Return only the tail of the data below, word for word: the line with "Target: cutlery handle" and each line after it through the final one.

╭─ Study material

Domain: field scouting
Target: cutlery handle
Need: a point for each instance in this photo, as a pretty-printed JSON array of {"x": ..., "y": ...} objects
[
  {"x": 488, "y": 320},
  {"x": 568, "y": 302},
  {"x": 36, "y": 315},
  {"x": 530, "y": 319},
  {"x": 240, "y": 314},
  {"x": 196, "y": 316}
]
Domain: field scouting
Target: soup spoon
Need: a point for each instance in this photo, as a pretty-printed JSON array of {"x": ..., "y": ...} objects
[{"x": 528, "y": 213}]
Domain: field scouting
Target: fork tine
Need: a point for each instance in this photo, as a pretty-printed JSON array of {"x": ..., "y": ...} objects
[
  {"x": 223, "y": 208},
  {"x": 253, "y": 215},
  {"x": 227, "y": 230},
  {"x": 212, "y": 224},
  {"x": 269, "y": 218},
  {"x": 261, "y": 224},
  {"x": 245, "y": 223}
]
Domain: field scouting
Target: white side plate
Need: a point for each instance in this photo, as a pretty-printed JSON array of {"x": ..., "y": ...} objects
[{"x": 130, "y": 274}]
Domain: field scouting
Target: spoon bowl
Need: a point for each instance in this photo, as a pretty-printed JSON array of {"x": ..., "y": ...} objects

╰─

Solution to the exercise:
Target: cutlery handle
Need: a point for each instance in this photo, as a pretty-printed JSON array of {"x": ..., "y": ...} objects
[
  {"x": 488, "y": 320},
  {"x": 568, "y": 302},
  {"x": 36, "y": 315},
  {"x": 530, "y": 319},
  {"x": 240, "y": 314},
  {"x": 196, "y": 316}
]
Domain: field scouting
Target: soup spoon
Need: a point for each instance in this photo, as a pretty-printed JSON array of {"x": ..., "y": ...} objects
[{"x": 528, "y": 213}]
Domain: field scouting
Target: fork tine
Need: a point for each instance in this photo, as a pretty-printed JSON array of {"x": ..., "y": ...} objects
[
  {"x": 223, "y": 208},
  {"x": 253, "y": 215},
  {"x": 227, "y": 230},
  {"x": 212, "y": 224},
  {"x": 269, "y": 218},
  {"x": 261, "y": 224},
  {"x": 245, "y": 223}
]
Domain: field scouting
Target: white side plate
Need: a point for each instance in this photo, as a pretty-printed JSON array of {"x": ..., "y": ...} objects
[{"x": 130, "y": 274}]
Domain: field scouting
Target: spoon bowl
Need: a point for each instance in this photo, as a pretty-printed JSON array of {"x": ..., "y": ...} objects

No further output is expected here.